**Extracted entries:**
***

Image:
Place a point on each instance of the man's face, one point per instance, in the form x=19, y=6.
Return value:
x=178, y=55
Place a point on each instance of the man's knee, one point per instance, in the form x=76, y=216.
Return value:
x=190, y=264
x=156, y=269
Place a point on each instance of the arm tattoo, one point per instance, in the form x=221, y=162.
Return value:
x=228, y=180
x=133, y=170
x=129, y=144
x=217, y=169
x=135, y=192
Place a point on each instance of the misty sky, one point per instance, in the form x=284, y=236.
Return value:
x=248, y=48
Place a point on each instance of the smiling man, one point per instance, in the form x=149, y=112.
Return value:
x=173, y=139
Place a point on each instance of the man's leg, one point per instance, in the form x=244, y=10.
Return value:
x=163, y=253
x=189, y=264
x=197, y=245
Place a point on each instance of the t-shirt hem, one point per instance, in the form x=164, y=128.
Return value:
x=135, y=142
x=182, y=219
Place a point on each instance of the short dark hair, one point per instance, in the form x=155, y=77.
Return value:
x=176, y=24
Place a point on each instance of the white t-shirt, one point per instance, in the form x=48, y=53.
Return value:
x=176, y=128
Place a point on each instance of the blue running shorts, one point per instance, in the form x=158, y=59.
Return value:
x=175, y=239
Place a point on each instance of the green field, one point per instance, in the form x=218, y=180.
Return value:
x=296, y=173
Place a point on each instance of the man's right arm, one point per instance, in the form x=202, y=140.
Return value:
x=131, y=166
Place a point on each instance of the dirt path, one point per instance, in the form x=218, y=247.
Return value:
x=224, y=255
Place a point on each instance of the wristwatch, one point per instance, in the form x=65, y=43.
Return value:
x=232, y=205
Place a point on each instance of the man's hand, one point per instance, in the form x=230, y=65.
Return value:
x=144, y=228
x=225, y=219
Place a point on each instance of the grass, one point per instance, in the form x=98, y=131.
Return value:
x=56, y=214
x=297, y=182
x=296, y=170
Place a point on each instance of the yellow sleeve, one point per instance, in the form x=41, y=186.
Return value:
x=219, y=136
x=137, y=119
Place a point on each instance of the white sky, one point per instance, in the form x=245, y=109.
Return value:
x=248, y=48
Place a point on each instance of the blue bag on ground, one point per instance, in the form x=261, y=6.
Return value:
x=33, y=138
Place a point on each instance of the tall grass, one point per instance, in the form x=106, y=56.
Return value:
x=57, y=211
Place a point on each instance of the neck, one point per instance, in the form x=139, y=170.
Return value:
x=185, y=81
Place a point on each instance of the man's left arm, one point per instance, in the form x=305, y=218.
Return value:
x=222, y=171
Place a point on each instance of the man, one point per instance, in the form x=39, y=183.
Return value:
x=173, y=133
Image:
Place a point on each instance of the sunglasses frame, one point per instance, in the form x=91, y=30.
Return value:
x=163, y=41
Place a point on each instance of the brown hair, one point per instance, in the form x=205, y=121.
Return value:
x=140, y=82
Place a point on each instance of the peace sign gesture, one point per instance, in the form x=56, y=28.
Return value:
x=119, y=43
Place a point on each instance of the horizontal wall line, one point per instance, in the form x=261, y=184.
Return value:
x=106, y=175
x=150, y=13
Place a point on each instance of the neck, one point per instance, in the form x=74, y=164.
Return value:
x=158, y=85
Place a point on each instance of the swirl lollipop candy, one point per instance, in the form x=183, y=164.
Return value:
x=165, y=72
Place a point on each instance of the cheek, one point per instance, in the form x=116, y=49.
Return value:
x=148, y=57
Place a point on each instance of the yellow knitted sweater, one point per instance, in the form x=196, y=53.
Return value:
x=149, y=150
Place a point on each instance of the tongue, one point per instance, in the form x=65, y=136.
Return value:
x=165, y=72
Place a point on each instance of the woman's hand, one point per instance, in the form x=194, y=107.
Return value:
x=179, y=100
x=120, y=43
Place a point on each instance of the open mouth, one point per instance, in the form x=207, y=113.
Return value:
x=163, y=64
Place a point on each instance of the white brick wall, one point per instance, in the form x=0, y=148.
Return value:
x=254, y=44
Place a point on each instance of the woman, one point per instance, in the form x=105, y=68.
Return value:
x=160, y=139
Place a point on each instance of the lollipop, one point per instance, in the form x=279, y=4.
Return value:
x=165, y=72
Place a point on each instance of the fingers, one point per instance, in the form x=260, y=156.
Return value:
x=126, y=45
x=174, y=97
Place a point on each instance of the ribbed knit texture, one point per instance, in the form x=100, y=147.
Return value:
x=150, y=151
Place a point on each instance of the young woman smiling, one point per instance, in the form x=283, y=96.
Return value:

***

Scale the rows from the line with "Place a point on each instance of the smiling" up to and including the line with "x=197, y=245". Reproduce these lines, requests included, and multiply every point coordinate in the answers by 2, rounding to whole numbers with halves rounded up. Leave the numbers in the requests and their sample forms unchanged.

**Output below:**
Place a point on each instance of the smiling man, one point per instance, in the form x=149, y=112.
Return value:
x=346, y=278
Place a point on each instance of the man's leg, one point per instance, in the form x=244, y=10.
Return value:
x=326, y=506
x=378, y=528
x=394, y=490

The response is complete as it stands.